START Information provided

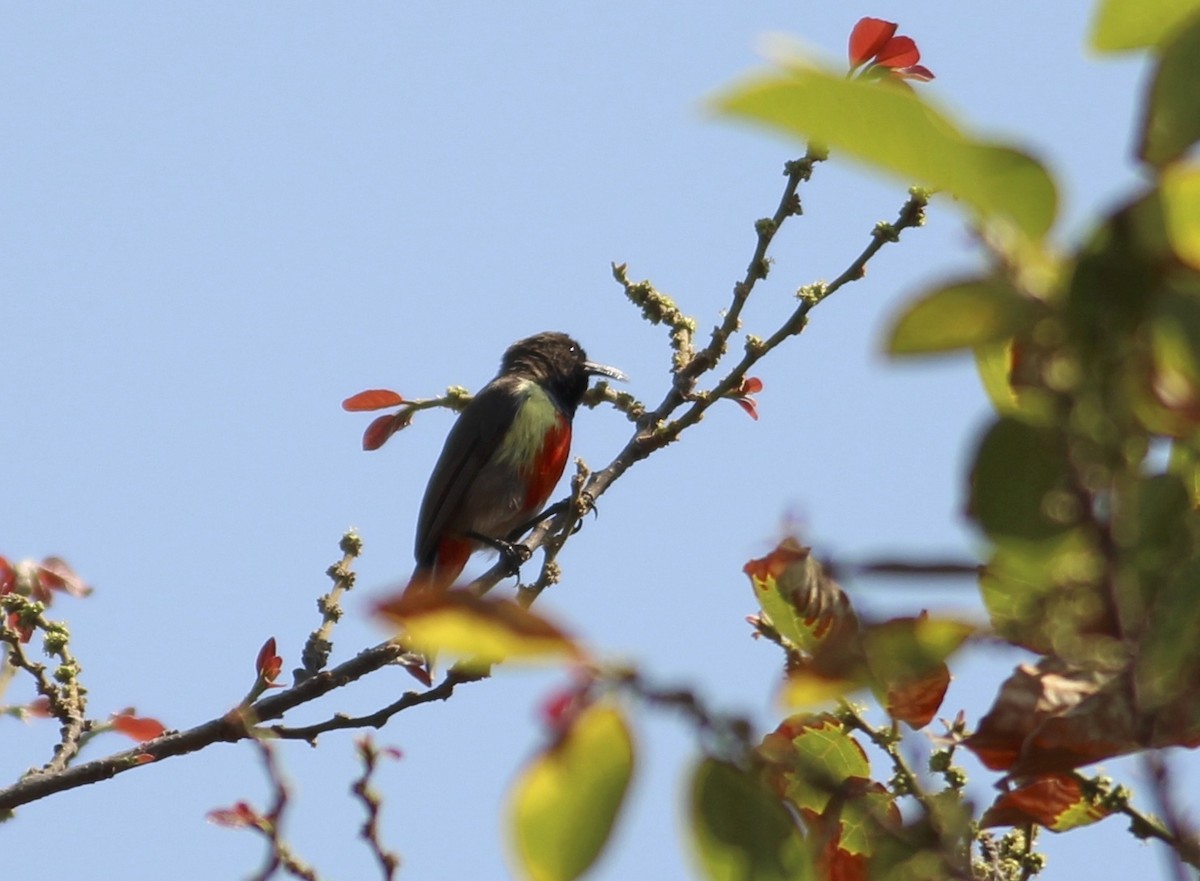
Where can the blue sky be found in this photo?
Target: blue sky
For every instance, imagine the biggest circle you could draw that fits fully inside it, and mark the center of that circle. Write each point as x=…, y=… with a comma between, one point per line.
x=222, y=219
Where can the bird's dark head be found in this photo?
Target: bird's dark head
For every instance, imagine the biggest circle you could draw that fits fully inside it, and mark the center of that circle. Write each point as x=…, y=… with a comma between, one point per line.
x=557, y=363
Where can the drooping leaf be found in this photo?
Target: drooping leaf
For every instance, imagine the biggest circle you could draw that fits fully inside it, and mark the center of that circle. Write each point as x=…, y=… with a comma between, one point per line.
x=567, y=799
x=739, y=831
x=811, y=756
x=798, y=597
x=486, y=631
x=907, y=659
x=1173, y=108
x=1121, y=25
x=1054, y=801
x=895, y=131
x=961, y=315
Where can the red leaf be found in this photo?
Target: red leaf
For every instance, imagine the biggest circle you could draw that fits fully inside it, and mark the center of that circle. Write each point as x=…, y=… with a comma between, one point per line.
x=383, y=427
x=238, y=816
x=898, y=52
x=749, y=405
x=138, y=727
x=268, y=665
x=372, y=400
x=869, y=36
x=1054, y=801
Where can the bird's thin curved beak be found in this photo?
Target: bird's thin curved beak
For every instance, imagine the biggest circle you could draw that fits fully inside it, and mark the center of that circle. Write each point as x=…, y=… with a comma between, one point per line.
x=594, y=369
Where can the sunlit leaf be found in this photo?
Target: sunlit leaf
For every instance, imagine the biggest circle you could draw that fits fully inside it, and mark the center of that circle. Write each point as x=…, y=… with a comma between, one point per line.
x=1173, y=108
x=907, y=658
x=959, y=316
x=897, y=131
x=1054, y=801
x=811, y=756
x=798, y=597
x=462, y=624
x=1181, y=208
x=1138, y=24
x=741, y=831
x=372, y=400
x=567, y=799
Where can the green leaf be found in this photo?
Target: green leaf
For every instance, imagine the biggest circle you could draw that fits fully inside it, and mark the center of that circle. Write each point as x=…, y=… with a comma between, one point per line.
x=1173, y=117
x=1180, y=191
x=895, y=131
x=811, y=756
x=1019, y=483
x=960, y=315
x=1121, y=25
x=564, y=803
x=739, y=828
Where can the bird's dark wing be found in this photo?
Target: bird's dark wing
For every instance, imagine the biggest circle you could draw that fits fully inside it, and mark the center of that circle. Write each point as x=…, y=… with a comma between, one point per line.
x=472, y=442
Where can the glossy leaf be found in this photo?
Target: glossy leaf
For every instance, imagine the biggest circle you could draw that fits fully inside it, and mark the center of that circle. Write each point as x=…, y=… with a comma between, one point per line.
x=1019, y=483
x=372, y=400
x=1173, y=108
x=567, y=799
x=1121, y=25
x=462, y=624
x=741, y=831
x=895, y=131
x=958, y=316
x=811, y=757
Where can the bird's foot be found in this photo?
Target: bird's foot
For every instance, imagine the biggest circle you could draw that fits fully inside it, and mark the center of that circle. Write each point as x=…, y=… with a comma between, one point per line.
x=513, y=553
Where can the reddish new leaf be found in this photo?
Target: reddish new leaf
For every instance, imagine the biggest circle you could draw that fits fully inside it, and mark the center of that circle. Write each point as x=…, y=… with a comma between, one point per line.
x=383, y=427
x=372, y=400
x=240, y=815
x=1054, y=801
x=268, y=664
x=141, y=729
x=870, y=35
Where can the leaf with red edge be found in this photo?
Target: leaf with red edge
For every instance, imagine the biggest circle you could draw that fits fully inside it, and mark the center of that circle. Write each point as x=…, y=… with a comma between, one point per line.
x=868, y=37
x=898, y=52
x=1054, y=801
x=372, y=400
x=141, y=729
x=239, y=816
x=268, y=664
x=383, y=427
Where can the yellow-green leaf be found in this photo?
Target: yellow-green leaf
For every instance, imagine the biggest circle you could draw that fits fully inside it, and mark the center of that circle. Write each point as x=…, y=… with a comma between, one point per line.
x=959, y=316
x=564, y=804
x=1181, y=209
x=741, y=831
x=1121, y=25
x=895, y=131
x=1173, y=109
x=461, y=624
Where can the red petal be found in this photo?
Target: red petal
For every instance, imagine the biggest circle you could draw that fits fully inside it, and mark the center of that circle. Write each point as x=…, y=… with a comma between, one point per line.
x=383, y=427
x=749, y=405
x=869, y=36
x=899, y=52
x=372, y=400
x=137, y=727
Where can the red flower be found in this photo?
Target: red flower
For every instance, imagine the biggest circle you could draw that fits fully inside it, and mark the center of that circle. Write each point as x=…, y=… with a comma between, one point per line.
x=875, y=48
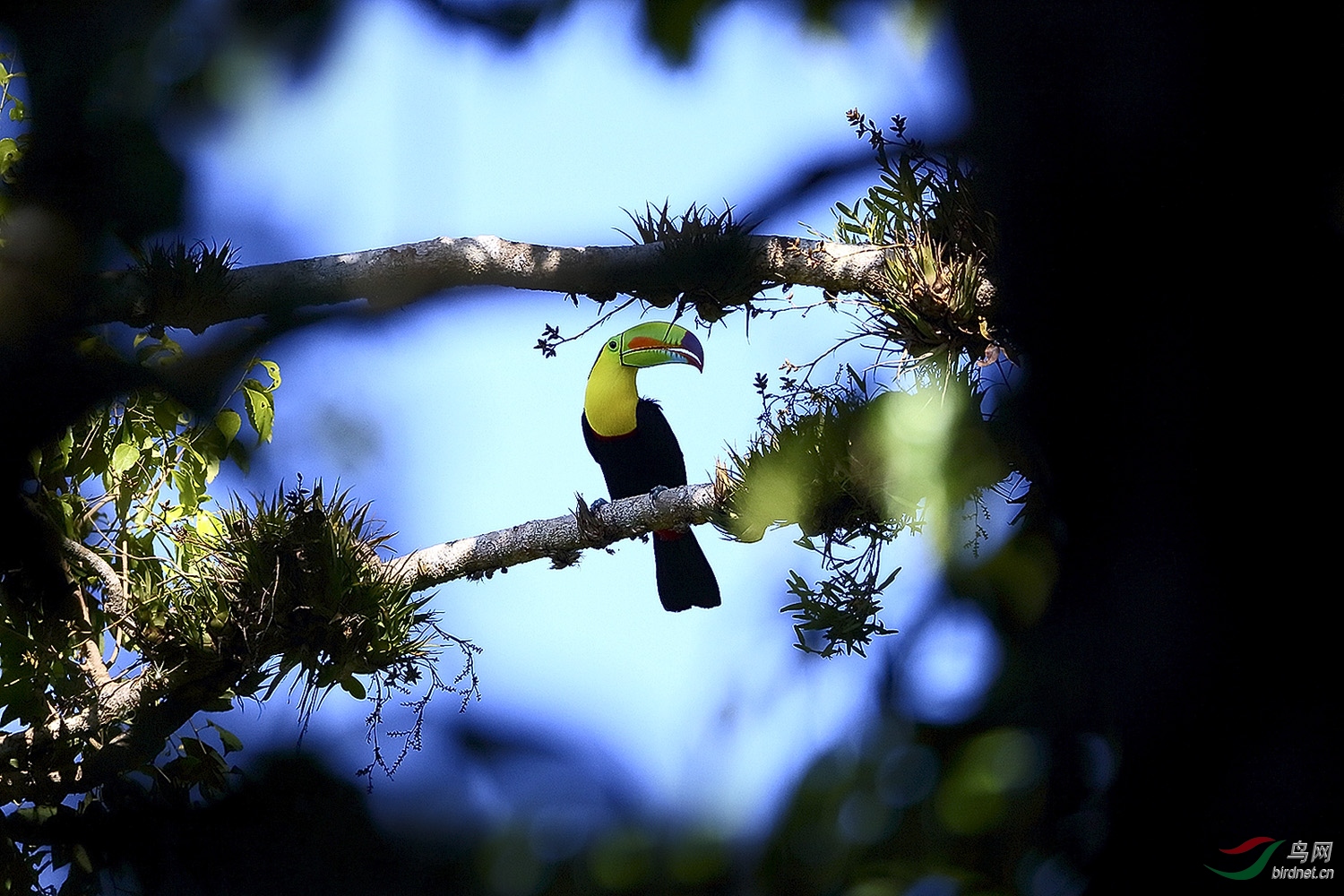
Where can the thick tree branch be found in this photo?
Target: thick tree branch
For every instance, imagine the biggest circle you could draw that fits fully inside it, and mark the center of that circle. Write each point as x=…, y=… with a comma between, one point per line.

END Information provided
START Information provided

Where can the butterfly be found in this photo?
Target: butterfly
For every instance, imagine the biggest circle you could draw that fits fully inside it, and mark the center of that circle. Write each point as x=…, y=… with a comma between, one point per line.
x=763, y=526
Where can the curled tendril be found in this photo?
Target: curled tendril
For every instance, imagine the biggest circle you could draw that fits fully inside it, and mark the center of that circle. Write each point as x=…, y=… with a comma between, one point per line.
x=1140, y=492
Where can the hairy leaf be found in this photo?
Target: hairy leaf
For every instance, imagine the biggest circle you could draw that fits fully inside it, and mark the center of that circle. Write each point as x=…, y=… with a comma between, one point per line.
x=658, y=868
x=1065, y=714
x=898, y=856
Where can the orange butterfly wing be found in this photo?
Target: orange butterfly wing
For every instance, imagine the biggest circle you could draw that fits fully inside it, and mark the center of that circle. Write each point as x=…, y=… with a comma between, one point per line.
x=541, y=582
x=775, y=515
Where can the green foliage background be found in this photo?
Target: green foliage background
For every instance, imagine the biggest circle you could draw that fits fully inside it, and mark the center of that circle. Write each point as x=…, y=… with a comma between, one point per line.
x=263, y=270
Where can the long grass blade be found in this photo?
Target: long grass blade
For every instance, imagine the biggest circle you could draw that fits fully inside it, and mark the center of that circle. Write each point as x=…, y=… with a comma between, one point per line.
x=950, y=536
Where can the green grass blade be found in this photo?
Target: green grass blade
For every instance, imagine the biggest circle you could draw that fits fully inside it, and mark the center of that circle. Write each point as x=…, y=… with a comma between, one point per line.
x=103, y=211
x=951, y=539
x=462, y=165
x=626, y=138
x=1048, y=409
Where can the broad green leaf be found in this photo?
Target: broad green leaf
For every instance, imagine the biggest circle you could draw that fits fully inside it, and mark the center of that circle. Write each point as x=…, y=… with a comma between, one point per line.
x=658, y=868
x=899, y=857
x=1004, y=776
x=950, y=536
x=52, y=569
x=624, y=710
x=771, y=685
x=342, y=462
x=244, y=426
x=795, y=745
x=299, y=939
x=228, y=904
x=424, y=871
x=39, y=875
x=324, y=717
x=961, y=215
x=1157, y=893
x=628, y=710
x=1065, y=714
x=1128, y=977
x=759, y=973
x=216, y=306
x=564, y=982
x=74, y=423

END Information provided

Can you copy everything in the entries above, unchanged, from the line containing "Where can the curled" down to the line containing "x=1140, y=492", with both of those lines included?

Response below
Where can the curled tendril be found in this photo?
Target: curled tendril
For every instance, imagine the biggest circle you could draw that fits fully inside it, and mark the center of that circle. Write each point as x=…, y=… with a comma between, one point per line.
x=1140, y=492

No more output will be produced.